**Aim of the task**. Every record that follows should appear again in your answer, exactly the same.

Extracted data below:

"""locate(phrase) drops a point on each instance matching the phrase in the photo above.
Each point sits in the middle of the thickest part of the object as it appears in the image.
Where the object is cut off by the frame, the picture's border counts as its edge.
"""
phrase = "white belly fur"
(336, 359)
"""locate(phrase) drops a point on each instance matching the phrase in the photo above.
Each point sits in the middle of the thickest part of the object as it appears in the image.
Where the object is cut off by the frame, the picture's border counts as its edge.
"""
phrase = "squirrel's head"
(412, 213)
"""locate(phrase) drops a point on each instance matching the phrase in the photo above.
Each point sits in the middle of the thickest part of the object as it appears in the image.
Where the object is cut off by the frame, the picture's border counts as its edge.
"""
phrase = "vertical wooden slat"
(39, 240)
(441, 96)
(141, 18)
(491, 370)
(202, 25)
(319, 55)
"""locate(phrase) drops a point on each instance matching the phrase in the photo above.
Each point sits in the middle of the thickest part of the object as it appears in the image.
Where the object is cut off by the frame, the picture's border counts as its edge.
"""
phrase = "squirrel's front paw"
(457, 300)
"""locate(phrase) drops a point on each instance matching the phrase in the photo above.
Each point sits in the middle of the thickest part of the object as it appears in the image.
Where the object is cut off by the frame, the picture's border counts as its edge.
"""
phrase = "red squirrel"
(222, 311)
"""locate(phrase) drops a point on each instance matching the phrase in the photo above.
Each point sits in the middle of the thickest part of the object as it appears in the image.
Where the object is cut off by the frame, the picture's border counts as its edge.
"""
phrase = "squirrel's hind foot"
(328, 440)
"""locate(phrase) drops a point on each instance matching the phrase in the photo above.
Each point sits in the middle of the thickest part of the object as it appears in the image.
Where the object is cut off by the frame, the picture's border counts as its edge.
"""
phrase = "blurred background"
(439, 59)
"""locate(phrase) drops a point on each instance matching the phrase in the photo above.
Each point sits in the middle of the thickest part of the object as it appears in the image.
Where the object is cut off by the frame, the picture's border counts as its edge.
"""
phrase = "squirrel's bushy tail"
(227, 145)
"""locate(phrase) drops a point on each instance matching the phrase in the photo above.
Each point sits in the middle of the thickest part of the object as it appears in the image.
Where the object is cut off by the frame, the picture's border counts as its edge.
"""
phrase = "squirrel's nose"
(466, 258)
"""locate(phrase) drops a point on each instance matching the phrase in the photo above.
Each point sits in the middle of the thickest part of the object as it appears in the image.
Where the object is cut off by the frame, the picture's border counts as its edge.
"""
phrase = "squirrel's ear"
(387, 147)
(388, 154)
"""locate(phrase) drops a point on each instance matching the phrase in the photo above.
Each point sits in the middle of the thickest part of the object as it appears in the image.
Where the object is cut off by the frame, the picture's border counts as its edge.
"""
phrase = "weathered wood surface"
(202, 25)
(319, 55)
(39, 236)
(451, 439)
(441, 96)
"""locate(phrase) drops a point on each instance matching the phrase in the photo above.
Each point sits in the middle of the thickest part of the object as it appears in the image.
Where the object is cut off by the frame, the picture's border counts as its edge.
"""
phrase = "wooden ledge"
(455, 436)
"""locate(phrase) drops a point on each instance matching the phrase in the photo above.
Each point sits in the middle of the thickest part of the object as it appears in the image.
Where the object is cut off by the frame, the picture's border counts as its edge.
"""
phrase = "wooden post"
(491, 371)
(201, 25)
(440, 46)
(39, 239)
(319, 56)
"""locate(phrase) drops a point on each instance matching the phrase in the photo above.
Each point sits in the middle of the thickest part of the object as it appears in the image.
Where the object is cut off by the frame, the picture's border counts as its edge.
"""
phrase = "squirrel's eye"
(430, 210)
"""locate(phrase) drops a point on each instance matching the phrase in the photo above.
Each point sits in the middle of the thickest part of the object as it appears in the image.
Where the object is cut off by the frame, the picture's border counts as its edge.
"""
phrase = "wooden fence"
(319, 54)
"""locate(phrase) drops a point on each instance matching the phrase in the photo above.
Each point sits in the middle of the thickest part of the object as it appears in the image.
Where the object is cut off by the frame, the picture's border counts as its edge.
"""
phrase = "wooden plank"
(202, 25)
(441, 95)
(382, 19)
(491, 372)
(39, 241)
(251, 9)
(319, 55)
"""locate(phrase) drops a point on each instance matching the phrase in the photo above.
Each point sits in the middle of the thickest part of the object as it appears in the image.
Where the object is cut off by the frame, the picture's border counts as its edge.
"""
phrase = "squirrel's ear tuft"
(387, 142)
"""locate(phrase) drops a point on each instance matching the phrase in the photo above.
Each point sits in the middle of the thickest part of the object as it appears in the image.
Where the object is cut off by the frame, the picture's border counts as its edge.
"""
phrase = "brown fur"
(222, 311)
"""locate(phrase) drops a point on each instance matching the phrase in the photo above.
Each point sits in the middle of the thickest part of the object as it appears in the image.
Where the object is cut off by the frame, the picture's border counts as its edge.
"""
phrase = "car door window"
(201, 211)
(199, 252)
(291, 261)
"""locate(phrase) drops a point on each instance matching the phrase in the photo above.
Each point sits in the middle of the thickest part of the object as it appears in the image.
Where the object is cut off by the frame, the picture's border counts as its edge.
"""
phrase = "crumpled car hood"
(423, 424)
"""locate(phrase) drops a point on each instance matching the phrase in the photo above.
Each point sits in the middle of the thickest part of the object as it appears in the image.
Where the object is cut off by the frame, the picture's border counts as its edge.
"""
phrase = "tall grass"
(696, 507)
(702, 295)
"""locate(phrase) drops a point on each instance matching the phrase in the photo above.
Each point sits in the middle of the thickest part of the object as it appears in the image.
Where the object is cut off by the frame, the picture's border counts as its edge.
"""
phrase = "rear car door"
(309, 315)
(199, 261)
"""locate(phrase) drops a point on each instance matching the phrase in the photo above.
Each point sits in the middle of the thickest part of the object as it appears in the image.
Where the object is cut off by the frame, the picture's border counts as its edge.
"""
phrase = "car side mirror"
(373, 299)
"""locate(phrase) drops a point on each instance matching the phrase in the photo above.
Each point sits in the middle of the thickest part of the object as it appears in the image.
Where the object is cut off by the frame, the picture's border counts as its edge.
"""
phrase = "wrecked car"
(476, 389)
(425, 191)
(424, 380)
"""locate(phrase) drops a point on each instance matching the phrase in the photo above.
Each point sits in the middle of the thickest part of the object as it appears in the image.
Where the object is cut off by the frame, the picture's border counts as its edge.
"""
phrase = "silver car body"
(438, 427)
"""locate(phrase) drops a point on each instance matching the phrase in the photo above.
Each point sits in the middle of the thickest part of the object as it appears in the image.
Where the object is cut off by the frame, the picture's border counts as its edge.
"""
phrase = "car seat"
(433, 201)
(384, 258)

End of Extracted data.

**Response for this exercise**.
"""locate(phrase) drops a point on each instance matching the phrase in the photo above.
Each point sits in the middle of the thickest part of the object as it appears in the image.
Where the object is cut off by the frame, the picture's border counts as its edge.
"""
phrase = "white belly fur"
(336, 359)
"""locate(phrase) drops a point on each instance matching the phrase in the photo above.
Each point sits in the middle of the thickest part of the object as it appears in the image.
Where the object is cut off by the frame, the picture's border counts as its edge.
"""
phrase = "squirrel's head"
(412, 213)
"""locate(phrase) drops a point on each instance matching the phrase in the photo above.
Each point sits in the middle of the thickest part of the object as it appears in the image.
Where the object is cut off by the frame, the picture's border counts as its edge.
"""
phrase = "vertical wooden slat"
(39, 240)
(441, 96)
(141, 18)
(491, 370)
(202, 25)
(319, 55)
"""locate(phrase) drops a point on each instance matching the phrase in the photo above.
Each point sits in the middle of the thickest part of the object as it appears in the image.
Where the object is cut off by the frame, the picture's border counts as its edge.
"""
phrase = "squirrel's front paw"
(457, 300)
"""locate(phrase) drops a point on each instance matching the phrase in the photo above.
Each point sits in the middle of the thickest part of the object as it appears in the image.
Where the object is cut off by the frame, the picture's border counts as its edge.
"""
phrase = "red squirrel"
(222, 311)
"""locate(phrase) drops a point on each instance matching the phrase in the photo above.
Each point sits in the middle of the thickest part of the object as it appears in the image.
Where the object is cut off by the frame, the picture's border counts as its edge.
"""
phrase = "squirrel's hind foot"
(328, 440)
"""locate(phrase) drops a point on each instance matching the phrase in the photo above.
Each point sits in the middle of the thickest part of the object as it appears in the image.
Where the object is cut off by the frame, the picture's border counts as its edge.
"""
phrase = "blurred background"
(439, 59)
"""locate(phrase) drops a point on each instance matching the phrase in the photo above.
Each point sits in the middle of the thickest part of the object as it appears in the image.
Where the object is cut off by the frame, the picture's border counts as its edge.
"""
phrase = "squirrel's bushy tail"
(227, 145)
"""locate(phrase) drops a point on each instance matching the phrase in the photo above.
Each point sits in the middle of the thickest part of the object as it appears in the image.
Where the object is cut off by the frame, the picture's border counts as its edge.
"""
phrase = "squirrel's nose"
(466, 258)
"""locate(phrase) drops a point on each instance matching the phrase in the photo above.
Each point sits in the middle of the thickest part of the object as it appears in the image.
Where the object is cut off by the frame, the picture's border counts as its edge.
"""
phrase = "squirrel's ear"
(387, 147)
(388, 154)
"""locate(phrase) drops a point on each instance matching the phrase in the photo above.
Each point sits in the middle of the thickest part of the object as it appears in the image.
Where the object is cut off by the frame, the picture's border counts as its edge.
"""
phrase = "weathered wood surface"
(202, 25)
(319, 55)
(39, 236)
(451, 439)
(441, 96)
"""locate(phrase) drops a point on each instance matching the phrase in the photo above.
Each point sits in the middle of the thickest part of the object as it appears in the image.
Where the object is cut off by the frame, the picture's border counts as its edge.
"""
phrase = "wooden ledge"
(455, 436)
"""locate(phrase) drops a point on each instance matching the phrase in the photo above.
Each point sits in the middle of the thickest part of the object as it appears in the image.
Where the object is cut off by the frame, the picture's border counts as its edge.
"""
phrase = "wooden post"
(491, 371)
(201, 25)
(440, 46)
(39, 239)
(319, 56)
"""locate(phrase) drops a point on each instance matching the phrase in the photo above.
Each point sits in the middle of the thickest part of the object as it appears in the image.
Where the object is cut off by the frame, the picture's border counts as its edge.
"""
phrase = "squirrel's eye"
(430, 210)
"""locate(phrase) drops a point on each instance matching the phrase in the photo above.
Each point sits in the middle of the thickest part of the object as it appears in the image.
Where the object is cut off by the frame, the picture's border counts as its edge.
"""
phrase = "wooden fence"
(319, 54)
"""locate(phrase) drops a point on each instance matching the phrase in the photo above.
Each point sits in the middle of the thickest part of the object as it appears in the image.
Where the object is cut off by the frame, the picture's border counts as its edge.
"""
phrase = "wooden plank"
(202, 25)
(441, 95)
(382, 19)
(491, 372)
(39, 241)
(251, 9)
(319, 55)
"""locate(phrase) drops a point on each instance matching the phrase in the photo above.
Each point sits in the middle of the thickest part of the object as it appears in the image.
Where the object is cut off by the frame, the picture's border counts as its edge.
"""
phrase = "squirrel's ear tuft"
(387, 142)
"""locate(phrase) drops a point on each instance matching the phrase in the photo above.
Each point sits in the middle of the thickest part of the object as it appears in the image.
Where the object is cut off by the frame, the picture's border counts as its edge.
"""
phrase = "brown fur"
(222, 311)
"""locate(phrase) drops a point on each instance matching the phrase in the photo above.
Each point sits in the middle of the thickest part of the object as it appears in the image.
Where the object is cut off by the frame, the picture's border counts as its edge.
"""
phrase = "car door window"
(201, 211)
(199, 252)
(291, 261)
"""locate(phrase) drops a point on each instance matching the phrase in the photo above.
Each point sits in the middle of the thickest part of the object as it appears in the image.
Where the object is cut off by the frame, the picture's border counts as its edge.
"""
phrase = "crumpled car hood"
(423, 424)
"""locate(phrase) drops a point on each instance matching the phrase in the photo above.
Each point sits in the middle of the thickest part of the object as it appears in the image.
Where the object is cut off by the frame, the picture's border counts as its edge.
"""
phrase = "tall grass"
(696, 507)
(702, 295)
"""locate(phrase) drops a point on each instance matching the phrase in the photo above.
Each point sits in the middle of the thickest part of the object as it appears in the image.
Where the object is cut off by the frame, the picture's border counts as its edge.
"""
phrase = "rear car door"
(309, 315)
(199, 261)
"""locate(phrase) drops a point on each instance matching the phrase in the photo above.
Each point sits in the middle of the thickest part of the object as it appears in the image.
Where the object is cut off by the frame, the picture's border counts as its edge.
"""
phrase = "car side mirror"
(373, 299)
"""locate(phrase) drops a point on each instance matching the phrase in the photo above.
Each point sits in the middle of the thickest part of the object as it appears in the image.
Where the object is cut off by the frame, the picture's border counts as its edge.
"""
phrase = "wrecked car"
(476, 389)
(425, 191)
(424, 380)
"""locate(phrase) drops a point on each instance matching the phrase in the photo above.
Each point sits in the middle of the thickest part of the object as it appears in the image.
Where the object is cut off by the frame, the picture's border counts as its edge.
"""
phrase = "silver car body"
(438, 427)
"""locate(phrase) drops a point on each instance matching the phrase in the photo above.
Each point sits in the middle of the thickest part of the object as it appears in the image.
Where the object is cut off by the frame, the picture's border counts as its edge.
"""
phrase = "car seat"
(433, 201)
(384, 258)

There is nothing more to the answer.